* Your task: Copy word for word the part of the excerpt on federal oversight cases that begins at the words "7. EPA whistleblower-retaliation" and stops after "First Amendment protections.".

* Excerpt provided:
******************************

The unemployment-insurance prosecution is part of a continuing post-pandemic enforcement wave targeting both organized fraud rings and insider-assisted schemes inside state benefit agencies. Records suggest several additional indictments are pending across multiple districts.
7. EPA whistleblower-retaliation complaints expand to 15 OSC filings
Federal News Network reported in late April that Environmental Protection Agency employees suspended in 2025 after signing a “declaration of dissent” critical of agency leadership are continuing to file complaints with the Office of Special Counsel. Counsel from the Government Accountability Project and Lawyers for Good Government confirmed 15 OSC complaints filed to date with additional filings anticipated. Six former EPA employees terminated after signing the dissent letter have separately filed at the Merit Systems Protection Board, alleging retaliation for “perceived political affiliation” without cause and in violation of First Amendment protections.
The cases are pending. They are noteworthy because OSC and MSPB are the statutory venues for federal whistleblower-retaliation adjudication, and the volume of filings will test both agencies’ capacity at a moment when both bodies are operating with reduced staffing. The Investigative Journal will follow the dockets.
8. CIGIE leadership transition and the IG independence picture
The Council of the Inspectors General on Integrity and Efficiency confirmed on March 24 that Inspector General Cheryl Mason of the Department of Veterans Affairs assumed the CIGIE chairmanship effective April 6, succeeding USPS Inspector General Tammy Hull, who had served as acting chair since January 2025. Mason was appointed VA IG in August 2025 after serving as senior adviser to the Secretary of Veterans Affairs from January through July 2025.
Separate reporting from the Partnership for Public Service and Public Citizen indicates that the inspector general community lost approximately 16.6 percent of its workforce between January 2025 and early 2026, and that roughly 20 IG positions requiring presidential nomination remain vacant. The data show measurable strain on oversight capacity at the same time that case-volume indicators — qui tam filings, OSC complaints, and audit-initiation announcements — are climbing.
What warrants deeper TIJ investigation
Three threads from this week merit follow-up reporting. First, the IBM resolution will reshape qui tam economics in federal contracting; the relator’s identity, share percentage, and counsel are not yet public, and the next several Civil Rights Fraud Initiative settlements will reveal whether the Department targets additional Fortune 500 contractors. Second, the DOJ OIG’s Epstein Files audit will produce — likely within 90 to 180 days — the first independent scoring of executive-branch compliance with a high-profile transparency statute, a benchmark for future congressional disclosure mandates. Third, the gap between GAO’s $521 billion fraud-loss ceiling and recovered amounts catalogued by HHS OIG, DOL OIG, and the SEC and CFTC whistleblower programs is the operative reporting question for accountability journalism this year. TIJ will continue to track each.
Sources: Securities and Exchange Commission; U.S. Department of Justice Office of the Inspector General; Department of Labor Office of Inspector General; Department of Health and Human Services Office of Inspector General; Government Accountability Office; Council of the Inspectors General on Integrity and Efficiency; Federal News Network; The Washington Post; Bloomberg; Holland & Knight; Foley Hoag; The D&O Diary.

******************************

* Extracted data:
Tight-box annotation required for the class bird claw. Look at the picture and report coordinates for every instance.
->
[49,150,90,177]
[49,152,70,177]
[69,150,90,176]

******************************

* Response area:
7. EPA whistleblower-retaliation complaints expand to 15 OSC filings
Federal News Network reported in late April that Environmental Protection Agency employees suspended in 2025 after signing a “declaration of dissent” critical of agency leadership are continuing to file complaints with the Office of Special Counsel. Counsel from the Government Accountability Project and Lawyers for Good Government confirmed 15 OSC complaints filed to date with additional filings anticipated. Six former EPA employees terminated after signing the dissent letter have separately filed at the Merit Systems Protection Board, alleging retaliation for “perceived political affiliation” without cause and in violation of First Amendment protections.